◆ SET PROBLEM:
In the passage below on Scottish convicts in Australia, what were those who had fulfilled their sentence called?

Most Scottish convicts were petty thieves or otherwise guilty of minor offences. They were, for the most part, drawn from Scotland’s industrialised urban centres and many had lived in poverty and squalor. The majority were young, single men in their twenties; a notable proportion were literate, and most were skilled or semi-skilled.
Scottish workers who had arrived as convicts were eventually found utilising the abilities recorded on their indents; they were even able to appeal to authorities if their assigned work was not appropriate to their occupational background. Those who had fulfilled their sentence became known as ‘emancipists’, and many stayed in Australia, settling across the colonies and becoming landowners, labourers, tradesmen, artisans, businesspeople, and even public servants.
Though there were very few Scottish convicts, a number of lively stories have emerged from their ranks. Perhaps most interesting are two groups of Scottish political prisoners – quite unlike the majority of convicts – transported to Australia in the late 1700s and the early 1800s: the ‘Scottish Martyrs’, and the ‘Scottish Radicals’.

◆ DATA SHOWN:

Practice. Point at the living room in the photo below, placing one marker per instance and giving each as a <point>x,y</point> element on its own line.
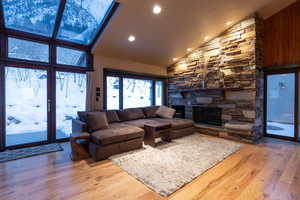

◆ FULL SOLUTION:
They became known as "emancipists."